(Natural-language object grounding data)
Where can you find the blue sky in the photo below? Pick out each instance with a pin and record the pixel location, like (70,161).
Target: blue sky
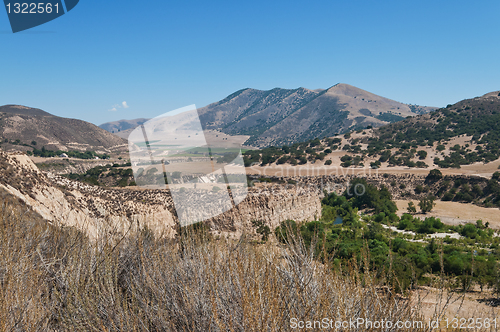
(161,55)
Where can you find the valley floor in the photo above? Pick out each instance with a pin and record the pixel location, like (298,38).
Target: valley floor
(454,213)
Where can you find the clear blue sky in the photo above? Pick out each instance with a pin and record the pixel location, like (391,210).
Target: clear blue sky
(161,55)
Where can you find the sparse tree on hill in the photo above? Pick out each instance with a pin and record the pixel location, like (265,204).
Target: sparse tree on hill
(426,204)
(412,209)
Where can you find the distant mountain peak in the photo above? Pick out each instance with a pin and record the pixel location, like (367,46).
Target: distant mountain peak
(30,125)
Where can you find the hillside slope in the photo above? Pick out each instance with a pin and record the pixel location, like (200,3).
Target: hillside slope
(466,133)
(30,125)
(281,116)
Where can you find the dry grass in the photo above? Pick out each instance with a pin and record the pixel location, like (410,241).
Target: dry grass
(54,279)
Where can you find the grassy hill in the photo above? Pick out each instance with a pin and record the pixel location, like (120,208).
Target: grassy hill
(281,116)
(461,134)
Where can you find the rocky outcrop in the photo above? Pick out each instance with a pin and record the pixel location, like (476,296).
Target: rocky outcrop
(97,211)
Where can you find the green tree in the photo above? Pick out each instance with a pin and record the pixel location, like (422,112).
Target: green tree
(426,204)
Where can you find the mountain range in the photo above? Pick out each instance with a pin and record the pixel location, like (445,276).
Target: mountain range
(34,127)
(286,116)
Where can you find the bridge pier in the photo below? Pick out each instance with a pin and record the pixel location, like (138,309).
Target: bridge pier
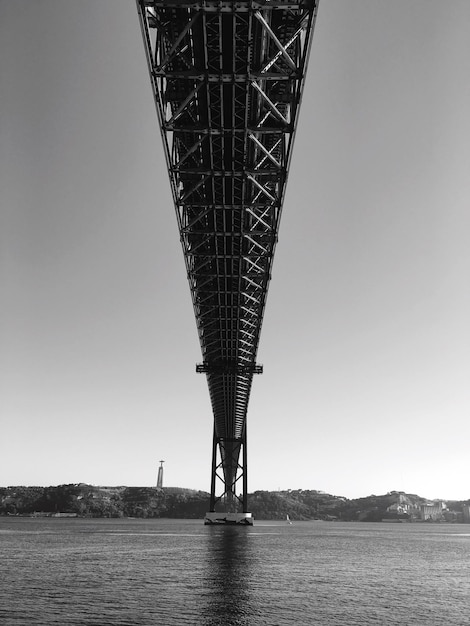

◆ **WORK REQUIRED**: Transcribe the records above exactly, omitting every picture they contain.

◆ **SOLUTION TO THIS TASK**:
Where can you find the blue sky in the photo below? Pick out each instance with a pin and record the pixel location, like (70,161).
Target: blue sky
(161,55)
Where can you find the valley floor in the photo above? Pick out each instance with a pin and record the pixel location, like (298,38).
Target: valley floor
(454,213)
Where can you find the clear blue sky in the photo above? Pick out each instance with a pin and record the pixel location, like (391,210).
Target: clear blue sky
(161,55)
Where can you find the sparse tree on hill in the photo above? Pick out each instance with a pin and record the pixel location, like (265,204).
Target: sparse tree on hill
(426,204)
(412,209)
Where can you find the distant mountain peak in the photo above? Pick out each instance with a pin and record the pixel location, like (367,46).
Target: distant mountain peak
(30,125)
Where can you find the hillside slope in the photo above? Pick out each instance with a pin and record the pixel location, like (200,3).
Target: hillside slope
(466,133)
(30,125)
(281,116)
Where can you find the dry grass in the photo above? Pick out each instance with a pin and record the pixel location, like (410,241).
Target: dry grass
(54,279)
Where can you find the grassy hill in the photo above? Pick out each instance with a pin and record the pixel location, like (120,208).
Target: grassy hill
(281,116)
(461,134)
Where can you find the rocky outcrop in the photo above? Pick out each instance with a pin and record the pixel location, like (476,296).
Target: rocky outcrop
(97,211)
Where can you find the green tree in the photo above? Pick out each instance with a pin and record the pixel location, like (422,112).
Target: green tree
(426,204)
Where can you find the mountain range in the photo above? Pick out each instance with a pin and record the pixel location, like (445,276).
Target: mountain range
(34,127)
(286,116)
Where can you find the bridge pier in the photo below? Pick out each instance with a pin and record the pixel location, like (138,309).
Target: bridge pier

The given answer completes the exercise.